## What this task involves
Search the records below for "every"; copy each line that has it.

## Segmentation mask data
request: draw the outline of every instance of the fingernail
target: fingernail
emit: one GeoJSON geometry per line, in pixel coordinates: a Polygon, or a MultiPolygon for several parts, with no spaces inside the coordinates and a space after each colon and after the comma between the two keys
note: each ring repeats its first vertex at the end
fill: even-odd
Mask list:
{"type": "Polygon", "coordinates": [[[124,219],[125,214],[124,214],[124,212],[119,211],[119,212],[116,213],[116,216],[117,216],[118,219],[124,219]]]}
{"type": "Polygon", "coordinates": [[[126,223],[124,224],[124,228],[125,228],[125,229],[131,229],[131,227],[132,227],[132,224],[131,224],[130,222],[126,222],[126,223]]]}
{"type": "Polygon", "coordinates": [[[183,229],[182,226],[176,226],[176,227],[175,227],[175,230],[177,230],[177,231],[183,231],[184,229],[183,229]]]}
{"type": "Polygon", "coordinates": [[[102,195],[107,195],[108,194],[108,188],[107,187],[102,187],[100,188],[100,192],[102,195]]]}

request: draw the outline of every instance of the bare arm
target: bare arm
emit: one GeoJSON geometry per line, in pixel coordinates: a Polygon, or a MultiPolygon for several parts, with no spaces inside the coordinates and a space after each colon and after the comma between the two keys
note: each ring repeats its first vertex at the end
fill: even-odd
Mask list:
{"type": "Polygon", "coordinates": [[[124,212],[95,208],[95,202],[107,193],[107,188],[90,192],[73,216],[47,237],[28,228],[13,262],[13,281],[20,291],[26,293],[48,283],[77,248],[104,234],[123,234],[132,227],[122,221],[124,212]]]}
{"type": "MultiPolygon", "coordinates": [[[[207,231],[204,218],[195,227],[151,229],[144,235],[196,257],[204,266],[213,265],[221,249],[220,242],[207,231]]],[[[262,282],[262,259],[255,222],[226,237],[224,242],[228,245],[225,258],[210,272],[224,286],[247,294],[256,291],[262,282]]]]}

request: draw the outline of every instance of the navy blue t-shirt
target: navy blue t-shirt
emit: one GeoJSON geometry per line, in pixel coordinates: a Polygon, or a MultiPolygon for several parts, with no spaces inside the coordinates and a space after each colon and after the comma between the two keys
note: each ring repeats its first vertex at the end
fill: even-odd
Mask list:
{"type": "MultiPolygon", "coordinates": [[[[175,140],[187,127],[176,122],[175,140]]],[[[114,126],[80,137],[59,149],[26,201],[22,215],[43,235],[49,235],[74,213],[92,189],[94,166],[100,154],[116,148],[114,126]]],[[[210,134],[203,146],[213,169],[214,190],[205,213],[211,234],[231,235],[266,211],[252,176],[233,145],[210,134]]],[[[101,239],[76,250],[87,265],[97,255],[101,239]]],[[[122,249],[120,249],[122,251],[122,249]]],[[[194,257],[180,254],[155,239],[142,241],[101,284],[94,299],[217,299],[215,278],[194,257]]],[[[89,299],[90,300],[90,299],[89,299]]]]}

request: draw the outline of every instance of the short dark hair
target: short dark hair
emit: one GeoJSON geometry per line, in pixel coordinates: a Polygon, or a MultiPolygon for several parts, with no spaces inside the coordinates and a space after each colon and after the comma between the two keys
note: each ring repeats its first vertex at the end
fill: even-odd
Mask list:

## The answer
request: draw the outline of every instance of the fingernail
request: draw the outline of every instance of the bare arm
request: draw the outline of every instance of the navy blue t-shirt
request: draw the outline of every instance of the short dark hair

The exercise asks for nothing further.